To do: In full and without alteration, print the entries that follow.

Text-to-region grounding data:
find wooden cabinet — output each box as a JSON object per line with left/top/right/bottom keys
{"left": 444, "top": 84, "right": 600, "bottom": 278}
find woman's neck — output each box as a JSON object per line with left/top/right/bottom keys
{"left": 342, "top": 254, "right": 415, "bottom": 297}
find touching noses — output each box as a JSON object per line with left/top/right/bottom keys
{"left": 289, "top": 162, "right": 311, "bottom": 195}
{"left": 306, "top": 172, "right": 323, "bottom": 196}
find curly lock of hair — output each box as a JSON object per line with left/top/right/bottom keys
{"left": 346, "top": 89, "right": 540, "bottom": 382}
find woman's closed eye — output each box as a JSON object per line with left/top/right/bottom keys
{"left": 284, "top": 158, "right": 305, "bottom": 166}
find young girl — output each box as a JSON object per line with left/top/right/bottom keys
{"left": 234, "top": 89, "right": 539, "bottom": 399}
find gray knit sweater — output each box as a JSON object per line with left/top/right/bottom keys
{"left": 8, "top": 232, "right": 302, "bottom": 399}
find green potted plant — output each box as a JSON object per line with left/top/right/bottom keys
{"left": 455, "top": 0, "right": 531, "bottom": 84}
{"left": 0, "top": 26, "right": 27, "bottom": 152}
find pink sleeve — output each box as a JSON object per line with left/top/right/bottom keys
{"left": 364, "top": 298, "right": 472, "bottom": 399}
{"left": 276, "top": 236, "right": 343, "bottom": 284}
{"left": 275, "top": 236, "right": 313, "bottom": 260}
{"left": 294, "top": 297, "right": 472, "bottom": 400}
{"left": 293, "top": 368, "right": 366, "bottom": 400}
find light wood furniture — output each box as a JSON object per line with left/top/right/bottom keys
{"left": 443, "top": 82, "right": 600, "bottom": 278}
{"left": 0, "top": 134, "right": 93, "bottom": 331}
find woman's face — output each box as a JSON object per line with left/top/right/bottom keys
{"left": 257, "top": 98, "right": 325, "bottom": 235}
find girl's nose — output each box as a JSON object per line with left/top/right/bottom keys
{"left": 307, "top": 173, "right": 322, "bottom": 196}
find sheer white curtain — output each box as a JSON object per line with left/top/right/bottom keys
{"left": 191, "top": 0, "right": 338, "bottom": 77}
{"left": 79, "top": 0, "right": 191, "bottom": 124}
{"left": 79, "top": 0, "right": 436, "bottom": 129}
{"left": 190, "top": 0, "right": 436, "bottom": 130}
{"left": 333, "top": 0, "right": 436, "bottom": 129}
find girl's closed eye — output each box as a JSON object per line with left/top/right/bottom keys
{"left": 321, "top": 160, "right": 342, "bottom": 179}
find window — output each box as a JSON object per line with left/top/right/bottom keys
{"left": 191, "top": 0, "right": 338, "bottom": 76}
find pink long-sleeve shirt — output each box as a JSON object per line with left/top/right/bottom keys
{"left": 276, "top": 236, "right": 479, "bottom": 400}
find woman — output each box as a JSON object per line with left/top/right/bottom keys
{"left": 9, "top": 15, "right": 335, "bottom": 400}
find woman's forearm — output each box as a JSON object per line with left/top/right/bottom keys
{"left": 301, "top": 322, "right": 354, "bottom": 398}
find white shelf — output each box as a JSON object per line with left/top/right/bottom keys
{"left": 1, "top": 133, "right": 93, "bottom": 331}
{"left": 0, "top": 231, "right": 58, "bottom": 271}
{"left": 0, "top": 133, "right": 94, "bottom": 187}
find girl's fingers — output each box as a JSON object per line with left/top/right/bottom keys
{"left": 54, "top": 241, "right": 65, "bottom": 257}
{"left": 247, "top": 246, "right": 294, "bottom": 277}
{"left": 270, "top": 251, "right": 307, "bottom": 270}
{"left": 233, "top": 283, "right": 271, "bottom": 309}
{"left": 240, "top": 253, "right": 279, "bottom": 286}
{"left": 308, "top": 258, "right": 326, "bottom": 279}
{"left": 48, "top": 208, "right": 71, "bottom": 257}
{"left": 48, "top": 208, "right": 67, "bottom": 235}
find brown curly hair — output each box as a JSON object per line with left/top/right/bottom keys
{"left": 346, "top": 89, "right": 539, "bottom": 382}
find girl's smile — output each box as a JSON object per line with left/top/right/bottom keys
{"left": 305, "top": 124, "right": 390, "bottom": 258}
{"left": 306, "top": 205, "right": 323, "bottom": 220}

Exercise result:
find wooden cabinet — output each box as a JSON object per line with left/top/right/bottom keys
{"left": 444, "top": 84, "right": 600, "bottom": 278}
find woman's neck — output each box as a JSON object per line with left/top/right/bottom keys
{"left": 342, "top": 254, "right": 415, "bottom": 297}
find touching noses — output each box as a JSON object per line with left/top/right/bottom keys
{"left": 289, "top": 162, "right": 311, "bottom": 195}
{"left": 306, "top": 172, "right": 323, "bottom": 196}
find curly lock of hair — output each box as a JSON object per line with left/top/right/bottom keys
{"left": 346, "top": 89, "right": 540, "bottom": 382}
find woman's closed eye — output each box as a JSON object per line with left/top/right/bottom keys
{"left": 284, "top": 158, "right": 305, "bottom": 166}
find young girl — output each box as a JSON object per line with left/top/right/bottom keys
{"left": 234, "top": 89, "right": 539, "bottom": 399}
find gray knit sweater — output each box as a JSON object per line with left/top/right/bottom keys
{"left": 8, "top": 232, "right": 302, "bottom": 399}
find green potted plant — output each box as a JSON object per line with left/top/right/bottom keys
{"left": 455, "top": 0, "right": 531, "bottom": 84}
{"left": 0, "top": 26, "right": 27, "bottom": 152}
find pink sleeve — output each box as a JSON object per line with left/top/right/bottom keys
{"left": 364, "top": 298, "right": 472, "bottom": 399}
{"left": 276, "top": 236, "right": 343, "bottom": 284}
{"left": 275, "top": 236, "right": 313, "bottom": 260}
{"left": 294, "top": 297, "right": 472, "bottom": 400}
{"left": 293, "top": 368, "right": 366, "bottom": 400}
find light wood furniture — output each box as a JSON object per line with left/top/right/bottom keys
{"left": 443, "top": 82, "right": 600, "bottom": 278}
{"left": 0, "top": 134, "right": 93, "bottom": 331}
find woman's face — output each box as a JSON object per line with left/top/right/bottom keys
{"left": 257, "top": 98, "right": 325, "bottom": 235}
find girl's nose — output each box as a JSON object per line with left/top/right/bottom keys
{"left": 307, "top": 173, "right": 322, "bottom": 196}
find sheer white curtain — output each box as a JSON object per line with left/top/right/bottom keys
{"left": 191, "top": 0, "right": 338, "bottom": 77}
{"left": 79, "top": 0, "right": 191, "bottom": 124}
{"left": 79, "top": 0, "right": 436, "bottom": 129}
{"left": 190, "top": 0, "right": 436, "bottom": 130}
{"left": 333, "top": 0, "right": 436, "bottom": 129}
find girl's closed eye — output each box as a JSON object per line with left/top/right/bottom keys
{"left": 321, "top": 160, "right": 342, "bottom": 179}
find window — output each box as a JSON object per line with left/top/right/bottom keys
{"left": 191, "top": 0, "right": 338, "bottom": 76}
find pink long-sleeve shirt — output each box as a JSON object per line with left/top/right/bottom keys
{"left": 276, "top": 236, "right": 479, "bottom": 400}
find woman — output each box as a JSON object per line with left/top/right/bottom keys
{"left": 9, "top": 15, "right": 335, "bottom": 400}
find woman's forearm — output each box as a JSON object per line with left/top/right/bottom keys
{"left": 301, "top": 322, "right": 354, "bottom": 398}
find white shelf — output each box as a JSON object per line with left/top/right/bottom keys
{"left": 1, "top": 133, "right": 93, "bottom": 331}
{"left": 0, "top": 231, "right": 58, "bottom": 271}
{"left": 0, "top": 133, "right": 94, "bottom": 187}
find girl's fingers — output each box as a JSON object per line with left/top/right/bottom keys
{"left": 54, "top": 241, "right": 65, "bottom": 257}
{"left": 247, "top": 246, "right": 294, "bottom": 277}
{"left": 270, "top": 251, "right": 307, "bottom": 270}
{"left": 233, "top": 283, "right": 271, "bottom": 309}
{"left": 240, "top": 253, "right": 279, "bottom": 286}
{"left": 308, "top": 258, "right": 326, "bottom": 279}
{"left": 48, "top": 208, "right": 71, "bottom": 257}
{"left": 48, "top": 208, "right": 67, "bottom": 235}
find brown curly hair — output each box as a JSON object per line with left/top/right/bottom keys
{"left": 346, "top": 89, "right": 539, "bottom": 382}
find girl's smile — output each box as a JSON object per line with left/top/right/bottom keys
{"left": 305, "top": 124, "right": 390, "bottom": 258}
{"left": 306, "top": 205, "right": 323, "bottom": 220}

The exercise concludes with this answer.